Records from a point labeling set:
:::

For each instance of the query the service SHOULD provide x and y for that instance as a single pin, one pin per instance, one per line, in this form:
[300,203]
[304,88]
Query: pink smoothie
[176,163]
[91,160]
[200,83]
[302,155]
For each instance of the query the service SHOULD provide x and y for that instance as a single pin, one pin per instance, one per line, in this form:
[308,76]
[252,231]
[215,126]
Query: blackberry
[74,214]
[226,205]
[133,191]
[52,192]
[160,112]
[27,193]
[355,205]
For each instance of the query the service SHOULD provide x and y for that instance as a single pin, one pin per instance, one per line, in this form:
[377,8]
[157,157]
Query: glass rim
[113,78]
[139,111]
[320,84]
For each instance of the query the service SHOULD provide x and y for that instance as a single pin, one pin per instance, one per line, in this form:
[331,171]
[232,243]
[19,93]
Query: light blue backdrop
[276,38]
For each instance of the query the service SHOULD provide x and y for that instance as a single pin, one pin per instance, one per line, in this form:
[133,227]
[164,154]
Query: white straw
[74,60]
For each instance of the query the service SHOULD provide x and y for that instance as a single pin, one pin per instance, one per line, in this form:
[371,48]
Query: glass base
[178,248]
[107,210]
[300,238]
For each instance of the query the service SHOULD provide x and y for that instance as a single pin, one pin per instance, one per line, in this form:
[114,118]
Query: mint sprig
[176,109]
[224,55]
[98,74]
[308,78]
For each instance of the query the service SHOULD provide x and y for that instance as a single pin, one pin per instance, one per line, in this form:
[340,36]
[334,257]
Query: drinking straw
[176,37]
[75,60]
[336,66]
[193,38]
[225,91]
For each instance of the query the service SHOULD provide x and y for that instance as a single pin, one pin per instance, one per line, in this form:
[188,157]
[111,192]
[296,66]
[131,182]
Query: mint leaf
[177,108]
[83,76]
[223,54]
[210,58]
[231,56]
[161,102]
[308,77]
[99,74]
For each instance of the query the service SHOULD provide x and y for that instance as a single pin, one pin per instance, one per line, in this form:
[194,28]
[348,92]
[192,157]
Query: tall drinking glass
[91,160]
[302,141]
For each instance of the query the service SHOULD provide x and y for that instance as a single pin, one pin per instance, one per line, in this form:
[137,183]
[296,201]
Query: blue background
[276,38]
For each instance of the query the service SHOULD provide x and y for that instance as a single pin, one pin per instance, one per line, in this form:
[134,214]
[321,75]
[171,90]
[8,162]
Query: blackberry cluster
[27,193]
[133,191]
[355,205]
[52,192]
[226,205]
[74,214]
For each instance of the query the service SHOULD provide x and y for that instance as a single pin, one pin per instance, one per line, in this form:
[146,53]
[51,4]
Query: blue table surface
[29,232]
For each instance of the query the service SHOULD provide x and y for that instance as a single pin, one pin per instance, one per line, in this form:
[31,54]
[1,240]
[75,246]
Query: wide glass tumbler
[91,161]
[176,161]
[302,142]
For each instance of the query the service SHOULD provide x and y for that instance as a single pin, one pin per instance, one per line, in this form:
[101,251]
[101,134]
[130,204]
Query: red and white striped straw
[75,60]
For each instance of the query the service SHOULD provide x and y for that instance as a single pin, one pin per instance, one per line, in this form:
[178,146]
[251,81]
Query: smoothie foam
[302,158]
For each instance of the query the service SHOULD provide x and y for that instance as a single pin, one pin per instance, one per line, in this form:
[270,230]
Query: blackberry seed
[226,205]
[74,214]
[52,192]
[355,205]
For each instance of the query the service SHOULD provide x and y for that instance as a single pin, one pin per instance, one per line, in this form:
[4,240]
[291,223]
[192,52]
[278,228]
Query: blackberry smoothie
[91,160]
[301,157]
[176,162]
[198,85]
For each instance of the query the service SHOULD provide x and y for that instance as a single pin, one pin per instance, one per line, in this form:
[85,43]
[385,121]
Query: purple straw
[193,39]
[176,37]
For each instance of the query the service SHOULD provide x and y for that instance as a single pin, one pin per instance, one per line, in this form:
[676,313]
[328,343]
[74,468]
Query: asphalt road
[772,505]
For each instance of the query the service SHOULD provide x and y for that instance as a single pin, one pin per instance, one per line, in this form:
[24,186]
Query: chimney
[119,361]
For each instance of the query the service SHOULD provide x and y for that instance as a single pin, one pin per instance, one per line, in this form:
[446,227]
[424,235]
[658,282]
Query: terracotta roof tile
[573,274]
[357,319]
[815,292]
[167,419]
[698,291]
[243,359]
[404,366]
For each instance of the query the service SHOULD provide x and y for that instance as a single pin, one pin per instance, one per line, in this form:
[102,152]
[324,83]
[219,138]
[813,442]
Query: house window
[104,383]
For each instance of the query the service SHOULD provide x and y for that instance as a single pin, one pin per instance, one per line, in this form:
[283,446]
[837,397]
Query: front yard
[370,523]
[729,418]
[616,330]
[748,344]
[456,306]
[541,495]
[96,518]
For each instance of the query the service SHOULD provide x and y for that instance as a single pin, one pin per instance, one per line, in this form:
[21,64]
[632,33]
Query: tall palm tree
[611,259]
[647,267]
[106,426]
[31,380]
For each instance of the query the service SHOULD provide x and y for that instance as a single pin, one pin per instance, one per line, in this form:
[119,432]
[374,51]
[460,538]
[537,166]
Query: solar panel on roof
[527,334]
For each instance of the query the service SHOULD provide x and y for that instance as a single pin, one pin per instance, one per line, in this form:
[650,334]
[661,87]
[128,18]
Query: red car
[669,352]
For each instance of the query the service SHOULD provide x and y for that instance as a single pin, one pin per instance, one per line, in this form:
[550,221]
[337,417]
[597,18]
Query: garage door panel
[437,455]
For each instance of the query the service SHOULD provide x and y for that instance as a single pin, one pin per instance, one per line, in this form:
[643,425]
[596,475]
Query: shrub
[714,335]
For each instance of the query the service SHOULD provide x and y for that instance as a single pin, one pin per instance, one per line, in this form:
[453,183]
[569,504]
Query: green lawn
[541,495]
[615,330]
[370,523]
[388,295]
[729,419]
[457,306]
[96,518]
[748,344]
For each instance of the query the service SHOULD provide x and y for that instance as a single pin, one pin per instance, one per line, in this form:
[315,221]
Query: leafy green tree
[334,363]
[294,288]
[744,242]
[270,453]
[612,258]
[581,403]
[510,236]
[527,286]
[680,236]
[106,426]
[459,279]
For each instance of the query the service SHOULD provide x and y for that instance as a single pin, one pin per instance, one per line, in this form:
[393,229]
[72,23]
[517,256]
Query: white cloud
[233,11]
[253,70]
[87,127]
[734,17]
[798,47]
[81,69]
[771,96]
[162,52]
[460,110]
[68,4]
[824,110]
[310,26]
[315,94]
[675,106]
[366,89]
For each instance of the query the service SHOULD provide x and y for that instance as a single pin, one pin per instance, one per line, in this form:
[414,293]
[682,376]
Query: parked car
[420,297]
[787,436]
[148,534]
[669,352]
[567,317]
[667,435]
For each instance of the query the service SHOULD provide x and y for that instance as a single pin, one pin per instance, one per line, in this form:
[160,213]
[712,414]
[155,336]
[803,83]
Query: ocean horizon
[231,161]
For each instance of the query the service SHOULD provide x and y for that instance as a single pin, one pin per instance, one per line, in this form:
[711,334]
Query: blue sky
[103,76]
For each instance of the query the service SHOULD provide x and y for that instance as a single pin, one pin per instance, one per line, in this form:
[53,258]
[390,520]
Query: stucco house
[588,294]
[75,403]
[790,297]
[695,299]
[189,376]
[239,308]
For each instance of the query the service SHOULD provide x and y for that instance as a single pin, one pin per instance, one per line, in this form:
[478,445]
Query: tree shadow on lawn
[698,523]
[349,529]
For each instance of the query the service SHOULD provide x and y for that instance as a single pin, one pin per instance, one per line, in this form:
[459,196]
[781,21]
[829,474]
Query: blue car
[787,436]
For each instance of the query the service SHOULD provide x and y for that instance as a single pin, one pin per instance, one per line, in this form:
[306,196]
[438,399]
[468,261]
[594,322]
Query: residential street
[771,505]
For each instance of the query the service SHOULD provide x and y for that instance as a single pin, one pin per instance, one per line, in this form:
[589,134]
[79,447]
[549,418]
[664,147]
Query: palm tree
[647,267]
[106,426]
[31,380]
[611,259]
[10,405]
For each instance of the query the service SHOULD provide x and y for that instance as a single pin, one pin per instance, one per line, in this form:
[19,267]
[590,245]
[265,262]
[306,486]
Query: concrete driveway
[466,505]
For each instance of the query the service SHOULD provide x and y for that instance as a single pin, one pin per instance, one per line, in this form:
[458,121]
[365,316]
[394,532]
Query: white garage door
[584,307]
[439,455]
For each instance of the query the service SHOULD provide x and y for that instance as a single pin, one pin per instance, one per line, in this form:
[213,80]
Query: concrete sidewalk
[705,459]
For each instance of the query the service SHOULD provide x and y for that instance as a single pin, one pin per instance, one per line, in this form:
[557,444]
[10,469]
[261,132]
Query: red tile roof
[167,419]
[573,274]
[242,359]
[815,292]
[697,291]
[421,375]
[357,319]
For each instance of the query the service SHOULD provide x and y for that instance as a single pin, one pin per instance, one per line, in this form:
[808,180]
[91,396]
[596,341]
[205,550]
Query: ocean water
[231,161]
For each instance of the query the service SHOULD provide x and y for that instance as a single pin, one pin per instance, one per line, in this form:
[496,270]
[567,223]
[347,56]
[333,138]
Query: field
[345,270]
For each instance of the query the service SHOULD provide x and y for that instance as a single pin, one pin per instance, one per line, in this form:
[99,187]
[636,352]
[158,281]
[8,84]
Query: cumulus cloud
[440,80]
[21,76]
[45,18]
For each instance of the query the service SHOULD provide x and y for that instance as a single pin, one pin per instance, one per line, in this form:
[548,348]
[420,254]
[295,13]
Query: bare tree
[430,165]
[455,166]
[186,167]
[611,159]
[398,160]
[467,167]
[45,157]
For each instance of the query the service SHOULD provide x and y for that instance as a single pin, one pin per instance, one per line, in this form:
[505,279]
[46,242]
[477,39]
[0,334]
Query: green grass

:::

### Stated exercise
Report every line of the listing above that contains the word "door".

### Finished exercise
Query: garage door panel
Query: white garage door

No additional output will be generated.